Exercise requirements:
Each line below should be written out again without any change.

Dataset records:

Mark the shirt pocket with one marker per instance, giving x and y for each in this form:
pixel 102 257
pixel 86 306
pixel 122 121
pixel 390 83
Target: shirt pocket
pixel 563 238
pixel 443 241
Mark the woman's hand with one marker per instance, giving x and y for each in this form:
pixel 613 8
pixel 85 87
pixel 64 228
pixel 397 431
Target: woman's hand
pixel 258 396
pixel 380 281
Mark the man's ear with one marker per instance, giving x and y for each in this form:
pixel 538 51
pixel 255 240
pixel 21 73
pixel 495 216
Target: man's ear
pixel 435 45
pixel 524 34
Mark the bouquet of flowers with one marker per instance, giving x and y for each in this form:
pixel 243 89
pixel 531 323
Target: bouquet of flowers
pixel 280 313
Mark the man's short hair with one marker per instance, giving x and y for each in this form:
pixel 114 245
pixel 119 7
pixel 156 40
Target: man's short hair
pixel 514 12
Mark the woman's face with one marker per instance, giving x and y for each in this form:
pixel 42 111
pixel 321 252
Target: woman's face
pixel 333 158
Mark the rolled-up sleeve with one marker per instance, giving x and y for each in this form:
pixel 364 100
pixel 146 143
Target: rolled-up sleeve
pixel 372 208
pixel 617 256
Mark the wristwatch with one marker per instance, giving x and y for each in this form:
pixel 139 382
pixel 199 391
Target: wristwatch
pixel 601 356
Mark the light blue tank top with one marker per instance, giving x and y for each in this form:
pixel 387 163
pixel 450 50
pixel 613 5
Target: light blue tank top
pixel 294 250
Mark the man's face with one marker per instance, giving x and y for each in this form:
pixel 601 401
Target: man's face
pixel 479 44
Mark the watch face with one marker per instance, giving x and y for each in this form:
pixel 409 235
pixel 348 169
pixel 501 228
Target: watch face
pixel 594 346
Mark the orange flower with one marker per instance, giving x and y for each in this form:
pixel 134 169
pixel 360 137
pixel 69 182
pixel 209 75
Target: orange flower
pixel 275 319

Answer to this exercise:
Mark the shirt pocket with one marker per instance, giving x and y for each in this form:
pixel 102 257
pixel 86 306
pixel 122 121
pixel 390 83
Target: shirt pocket
pixel 563 238
pixel 443 241
Mark the woman's hand with one marker per instance, giving x and y for each in this form:
pixel 613 8
pixel 85 87
pixel 64 228
pixel 397 431
Target: woman's hand
pixel 258 396
pixel 380 281
Mark the man's ear with one marker per instance, giving x and y for each in this form:
pixel 538 51
pixel 255 240
pixel 21 73
pixel 495 216
Target: man's ear
pixel 435 45
pixel 524 34
Mark the bouquet of flowers with one marker per instance, giving x and y for each in this form:
pixel 243 89
pixel 531 323
Target: bouquet of flowers
pixel 280 313
Mark the man's short hair with one marker per instance, giving x and y for each in this form:
pixel 114 245
pixel 119 7
pixel 156 40
Target: man's short hair
pixel 514 12
Mark the woman's face with one marker per instance, giving x and y for each in this form:
pixel 42 111
pixel 321 252
Target: woman's face
pixel 333 158
Mark the rolled-up sleeve with one marker per instance, giving x and y for each in this form:
pixel 364 100
pixel 146 143
Target: rolled-up sleeve
pixel 372 208
pixel 617 256
Mark the wristwatch with one marker per instance, giving x and y for each in this form:
pixel 139 382
pixel 199 391
Target: wristwatch
pixel 601 356
Mark the light blue tank top with one marker per instance, giving x and y for each in this form:
pixel 387 163
pixel 450 50
pixel 613 5
Target: light blue tank top
pixel 294 250
Mark the man's face with one marker per instance, giving x and y for each in this form:
pixel 601 401
Target: man's face
pixel 479 44
Mark the watch face with one marker per instance, giving x and y for each in this form:
pixel 409 235
pixel 348 169
pixel 501 228
Target: watch face
pixel 594 346
Mark the orange flower with one marker per instance, giving x and y for each in this form:
pixel 134 169
pixel 360 137
pixel 69 182
pixel 209 75
Target: orange flower
pixel 275 319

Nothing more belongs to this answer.